BEGIN

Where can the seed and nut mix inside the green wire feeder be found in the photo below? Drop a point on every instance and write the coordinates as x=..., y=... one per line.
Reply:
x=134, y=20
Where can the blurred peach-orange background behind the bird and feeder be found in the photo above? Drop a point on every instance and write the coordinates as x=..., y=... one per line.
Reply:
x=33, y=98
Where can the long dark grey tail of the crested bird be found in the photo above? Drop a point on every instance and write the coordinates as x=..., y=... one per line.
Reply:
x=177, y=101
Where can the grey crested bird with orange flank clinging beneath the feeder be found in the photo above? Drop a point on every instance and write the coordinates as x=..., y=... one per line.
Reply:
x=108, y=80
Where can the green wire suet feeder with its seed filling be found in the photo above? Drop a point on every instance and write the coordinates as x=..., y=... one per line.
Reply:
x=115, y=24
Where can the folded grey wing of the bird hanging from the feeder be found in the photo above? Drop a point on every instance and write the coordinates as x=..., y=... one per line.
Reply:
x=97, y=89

END
BEGIN

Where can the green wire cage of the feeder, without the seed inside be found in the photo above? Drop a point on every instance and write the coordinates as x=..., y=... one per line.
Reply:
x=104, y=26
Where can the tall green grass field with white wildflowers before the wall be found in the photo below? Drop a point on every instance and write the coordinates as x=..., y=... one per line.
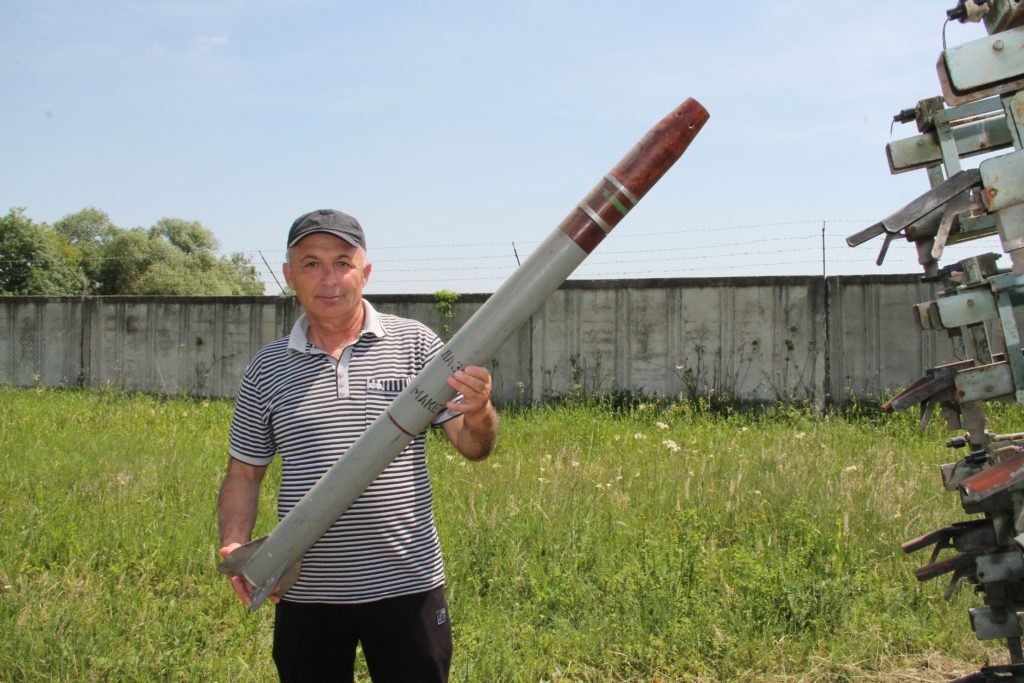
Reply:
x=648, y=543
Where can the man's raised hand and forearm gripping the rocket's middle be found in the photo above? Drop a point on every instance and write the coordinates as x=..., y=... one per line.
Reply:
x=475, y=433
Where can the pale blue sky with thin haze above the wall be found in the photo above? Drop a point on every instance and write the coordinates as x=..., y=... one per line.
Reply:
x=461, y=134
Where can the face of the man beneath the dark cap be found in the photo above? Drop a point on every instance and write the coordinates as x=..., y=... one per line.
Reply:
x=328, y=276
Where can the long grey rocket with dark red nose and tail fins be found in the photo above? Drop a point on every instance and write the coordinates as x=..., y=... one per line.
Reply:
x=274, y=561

END

= The task =
Every line above holding the string "tail" should be listed.

= Written response =
Where can the long dark grey tail of the crested bird be found in the photo above? Drop a point on every instance and write the coordinates as x=..., y=... one per line.
Where can the long grey rocket with dark red nose and tail fins be found in the photo above? Drop a point on every instance and write the coordinates as x=..., y=... one per line.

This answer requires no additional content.